REQUIREMENT
Set down all of the entries precisely as they were written.

Point-per-instance localization data
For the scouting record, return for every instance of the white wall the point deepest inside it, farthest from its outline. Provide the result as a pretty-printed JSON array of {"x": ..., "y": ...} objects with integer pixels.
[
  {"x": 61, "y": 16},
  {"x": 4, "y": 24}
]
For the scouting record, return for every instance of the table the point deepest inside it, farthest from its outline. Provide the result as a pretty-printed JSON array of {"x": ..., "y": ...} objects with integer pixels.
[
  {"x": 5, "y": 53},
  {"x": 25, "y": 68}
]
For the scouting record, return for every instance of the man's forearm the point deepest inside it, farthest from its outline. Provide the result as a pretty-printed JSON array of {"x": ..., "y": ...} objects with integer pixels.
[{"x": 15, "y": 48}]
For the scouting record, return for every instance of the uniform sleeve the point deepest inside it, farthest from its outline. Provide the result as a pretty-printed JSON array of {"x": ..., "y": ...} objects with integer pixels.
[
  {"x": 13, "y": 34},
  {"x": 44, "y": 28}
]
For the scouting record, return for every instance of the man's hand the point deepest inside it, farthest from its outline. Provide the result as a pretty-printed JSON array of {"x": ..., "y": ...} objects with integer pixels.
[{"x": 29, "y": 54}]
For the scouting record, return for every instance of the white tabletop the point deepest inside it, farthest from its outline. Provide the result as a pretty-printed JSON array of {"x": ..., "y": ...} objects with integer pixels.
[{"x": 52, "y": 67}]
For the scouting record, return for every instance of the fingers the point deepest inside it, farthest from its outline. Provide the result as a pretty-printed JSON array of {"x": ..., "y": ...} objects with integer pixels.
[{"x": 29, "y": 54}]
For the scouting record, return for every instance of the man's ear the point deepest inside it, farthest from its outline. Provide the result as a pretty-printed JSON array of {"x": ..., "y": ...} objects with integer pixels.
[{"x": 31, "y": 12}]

TASK RESULT
For the scouting record, return for every instance of the white wall the point deepest inside it, farthest from its outline. Provide the result as a pretty-printed JSON array of {"x": ..., "y": ...} objects with integer pixels.
[
  {"x": 61, "y": 16},
  {"x": 4, "y": 24}
]
For the scouting record, return for every instance of the table the point deepest inside it, farthest from its outline. Provide the result as a pretty-printed JSON array of {"x": ..., "y": ...} objects with integer pixels.
[
  {"x": 5, "y": 53},
  {"x": 25, "y": 68}
]
For the scouting record, return for every instance of the man's forearm the point deepest inside it, farthest from its outline. Provide the result as a pretty-printed JSON array of {"x": ..., "y": ...} objects with integer pixels.
[{"x": 15, "y": 48}]
For the scouting record, return for every instance of the uniform sleeve the point deepest inside it, farthest from its outline. Provide the result as a pretty-printed JSON array of {"x": ..., "y": ...} objects with integer pixels.
[
  {"x": 13, "y": 34},
  {"x": 44, "y": 28}
]
For the scouting record, return for every instance of the man's hand the point deepest inside it, farthest from its outline. Provide the result as a pretty-printed JSON array of {"x": ..., "y": ...} objects with integer pixels.
[{"x": 29, "y": 54}]
For the scouting record, return for every instance of the white tabletop the point deepest inside it, farthest from its outline. Provide the result as a pretty-printed JSON array of {"x": ..., "y": ...} objects with integer pixels.
[{"x": 52, "y": 67}]
For the scouting record, return for every instance of the fingers the point deepest inside it, farthest from its outline. Provide the result as a pretty-printed JSON array of {"x": ..., "y": ...} objects with integer pixels.
[{"x": 29, "y": 54}]
For the scouting record, return for every instance of the man's ear the point deepest inside it, farthest from its outline. Provide the result as a pretty-printed JSON array of {"x": ..., "y": ...} objects with integer pixels.
[{"x": 31, "y": 12}]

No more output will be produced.